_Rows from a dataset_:
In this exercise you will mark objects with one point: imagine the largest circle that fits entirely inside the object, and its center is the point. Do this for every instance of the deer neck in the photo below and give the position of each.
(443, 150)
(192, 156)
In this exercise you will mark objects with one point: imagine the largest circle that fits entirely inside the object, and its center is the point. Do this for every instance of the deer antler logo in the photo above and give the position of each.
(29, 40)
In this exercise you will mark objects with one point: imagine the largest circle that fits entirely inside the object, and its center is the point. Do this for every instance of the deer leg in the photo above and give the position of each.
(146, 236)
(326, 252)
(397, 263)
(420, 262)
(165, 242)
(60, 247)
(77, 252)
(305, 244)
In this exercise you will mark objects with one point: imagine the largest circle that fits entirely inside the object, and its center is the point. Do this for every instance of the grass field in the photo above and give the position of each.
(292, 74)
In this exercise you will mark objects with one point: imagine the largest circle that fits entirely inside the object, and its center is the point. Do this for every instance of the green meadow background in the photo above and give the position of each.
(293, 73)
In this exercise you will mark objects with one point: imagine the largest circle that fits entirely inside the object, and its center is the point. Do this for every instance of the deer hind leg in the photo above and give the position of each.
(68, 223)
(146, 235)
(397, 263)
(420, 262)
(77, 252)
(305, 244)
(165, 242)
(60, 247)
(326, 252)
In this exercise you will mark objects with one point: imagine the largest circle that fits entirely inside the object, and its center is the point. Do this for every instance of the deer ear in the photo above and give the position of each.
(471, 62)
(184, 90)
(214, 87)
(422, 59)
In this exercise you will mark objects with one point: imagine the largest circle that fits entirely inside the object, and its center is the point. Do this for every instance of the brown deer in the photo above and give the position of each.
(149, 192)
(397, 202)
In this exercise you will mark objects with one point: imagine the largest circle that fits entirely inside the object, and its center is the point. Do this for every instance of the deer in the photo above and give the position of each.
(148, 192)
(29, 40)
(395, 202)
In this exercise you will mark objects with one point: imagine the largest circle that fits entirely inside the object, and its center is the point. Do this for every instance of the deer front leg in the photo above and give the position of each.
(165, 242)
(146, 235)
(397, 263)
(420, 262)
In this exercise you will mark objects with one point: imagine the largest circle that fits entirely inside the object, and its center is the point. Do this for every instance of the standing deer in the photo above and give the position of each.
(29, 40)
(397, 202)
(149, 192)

_Task_: Extract the full listing and reproduce each line exactly.

_Correct result_:
In this exercise you will mark objects with one point: imagine the largest circle that fits entirely inside the object, and its center is the point. Do this for every instance of the deer neck in the photo below and give the position of each.
(443, 150)
(192, 156)
In this exercise you will mark objects with one point: imagine the largest circle that fits entirely inside the object, and its center is the point. Do this for every instance of the deer antler logo in the photo above and give the position of each.
(29, 40)
In this exercise you will mark objects with one point: imagine the largest circle that fits entirely inside the object, and its center is the point. Do this for every instance of the deer leg in the photo above and give the position of each.
(146, 236)
(326, 252)
(397, 263)
(420, 262)
(165, 242)
(60, 247)
(77, 252)
(305, 244)
In this exercise you will mark objects with one point: imagine the largest circle that fits entirely inside the object, and its center is the point. Do this for every instance of the grass field in the photo above and give the position of each.
(292, 74)
In this exercise you will mark objects with one point: imagine the largest circle that fits entirely inside the object, and its center is the point. Do this for every instance of the green meadow background in the photo above and give the position of each.
(293, 73)
In this exercise you will mark objects with one point: imagine the largest circle that fits entirely inside the object, and its center is the point. Do this for every instance of the deer hind leg in the photo above and give the position of each.
(68, 223)
(146, 235)
(397, 263)
(420, 262)
(77, 252)
(305, 244)
(165, 242)
(60, 247)
(326, 252)
In this exercise you will mark objects with one point: imagine the largest circle that fits entirely inside the object, and its center is the point. Do this for every instance of the deer ear in the photo above and give the position of each.
(471, 62)
(184, 90)
(214, 87)
(422, 59)
In this exercise you will mark objects with one point: imagine the largest circle that fits entirely inside the object, and its center is the point. Do this for every instance of the brown deer in the photo above and give the position of each.
(149, 192)
(397, 202)
In this exercise you will mark objects with one point: imagine the largest circle that fits entirely inside the object, and its center is the point. Do this for every instance of the deer in the photo above and give the position of each.
(148, 192)
(29, 40)
(395, 202)
In this exercise you will mark objects with one point: imagine the largest circle that fits entirely inside the object, and its center is the point. Do this for every instance of the deer front leg in the photo above and give the position of each.
(165, 242)
(146, 235)
(397, 263)
(420, 262)
In this exercise you will mark objects with one point: imagine the largest circle that fits entirely inside the object, and its center is the point. Do this for every instance of the standing deer in the photo above and give the position of each.
(29, 40)
(397, 202)
(149, 192)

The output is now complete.